Write out, word for word, only the lines from the one containing "the soldier in" through the final line of the data.

== Data excerpts

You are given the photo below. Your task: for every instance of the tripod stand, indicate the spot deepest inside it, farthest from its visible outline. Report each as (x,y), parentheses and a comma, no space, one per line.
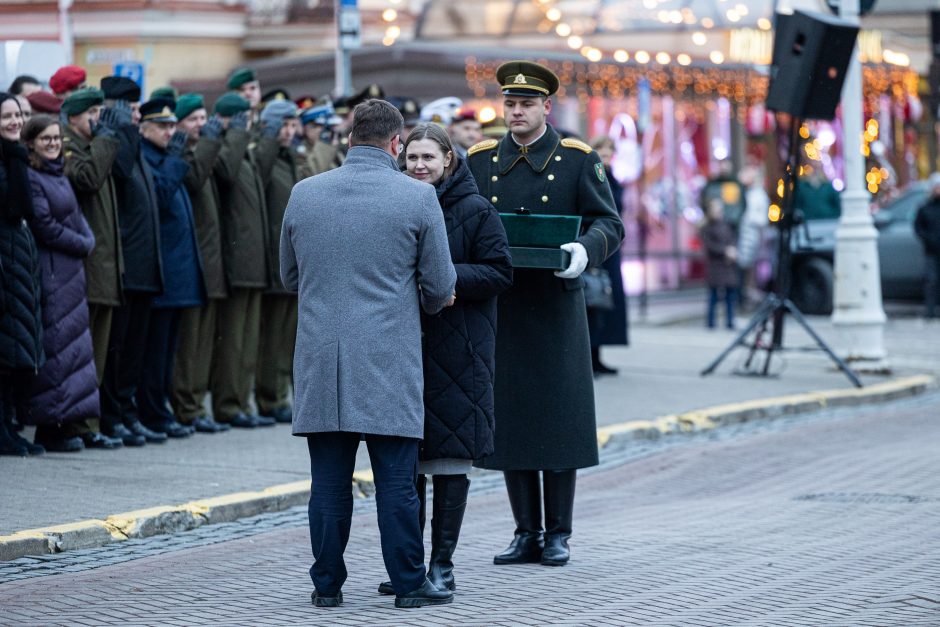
(776,305)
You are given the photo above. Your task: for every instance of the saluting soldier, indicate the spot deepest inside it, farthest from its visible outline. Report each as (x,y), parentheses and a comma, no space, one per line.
(545,419)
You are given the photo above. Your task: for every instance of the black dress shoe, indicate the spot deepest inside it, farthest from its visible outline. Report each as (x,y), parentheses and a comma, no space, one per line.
(264,421)
(172,429)
(152,437)
(63,445)
(205,424)
(320,600)
(427,594)
(124,434)
(282,415)
(525,548)
(97,440)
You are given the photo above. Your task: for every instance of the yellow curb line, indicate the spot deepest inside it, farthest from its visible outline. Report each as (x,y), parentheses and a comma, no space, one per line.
(153,521)
(711,417)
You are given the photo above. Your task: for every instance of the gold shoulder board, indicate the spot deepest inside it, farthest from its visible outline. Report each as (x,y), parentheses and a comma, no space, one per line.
(576,143)
(486,144)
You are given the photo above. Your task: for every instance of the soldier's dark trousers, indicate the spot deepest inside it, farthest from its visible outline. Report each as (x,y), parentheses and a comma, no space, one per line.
(236,353)
(395,466)
(276,352)
(156,377)
(99,322)
(126,354)
(194,361)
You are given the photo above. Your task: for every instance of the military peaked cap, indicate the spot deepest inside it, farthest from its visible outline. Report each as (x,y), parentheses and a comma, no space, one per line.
(525,78)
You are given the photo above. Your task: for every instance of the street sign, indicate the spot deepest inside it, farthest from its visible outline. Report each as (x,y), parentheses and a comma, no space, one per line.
(133,70)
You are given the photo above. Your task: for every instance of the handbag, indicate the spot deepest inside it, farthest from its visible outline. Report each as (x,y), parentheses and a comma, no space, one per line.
(598,289)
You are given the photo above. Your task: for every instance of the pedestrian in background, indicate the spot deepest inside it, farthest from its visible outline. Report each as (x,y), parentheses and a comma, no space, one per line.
(65,390)
(142,272)
(927,228)
(277,161)
(246,260)
(89,152)
(366,248)
(21,352)
(162,147)
(608,327)
(459,344)
(721,269)
(194,357)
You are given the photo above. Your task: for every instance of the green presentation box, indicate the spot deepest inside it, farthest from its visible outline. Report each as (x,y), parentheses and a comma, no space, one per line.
(534,239)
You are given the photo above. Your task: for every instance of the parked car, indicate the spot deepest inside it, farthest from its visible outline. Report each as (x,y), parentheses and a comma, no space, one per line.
(900,253)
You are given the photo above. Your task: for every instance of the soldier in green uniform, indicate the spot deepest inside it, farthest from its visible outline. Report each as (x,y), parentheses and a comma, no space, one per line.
(545,418)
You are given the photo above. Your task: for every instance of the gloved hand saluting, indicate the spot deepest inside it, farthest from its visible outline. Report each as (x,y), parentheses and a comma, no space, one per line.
(578,261)
(239,120)
(212,128)
(177,143)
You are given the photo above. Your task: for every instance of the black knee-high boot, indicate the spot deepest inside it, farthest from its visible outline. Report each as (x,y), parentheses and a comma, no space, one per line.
(559,509)
(525,499)
(450,503)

====

Response >>
You are given the photo above. Your task: for every instance of the soldier in green uniform, indicate the spot deepest inside it, farthest from its visible outline. Report each as (x,y), parentheses and a comma, no space, one per line.
(545,418)
You are given the photo above. Your task: for every instance of the gloved hand saluting, indicate the spot deepest inside it, farthest from its visible outline. Report each as (x,y), parentheses and a comma, no space, one per line.
(578,261)
(239,120)
(212,128)
(177,143)
You are given the photo above. Your task: for every instance of the black knee-high boot, indicate the spot deepest inside it, farthest from its visible outline. Report each as (x,y), parentheses and a comma, no space, one per line.
(559,509)
(525,499)
(450,503)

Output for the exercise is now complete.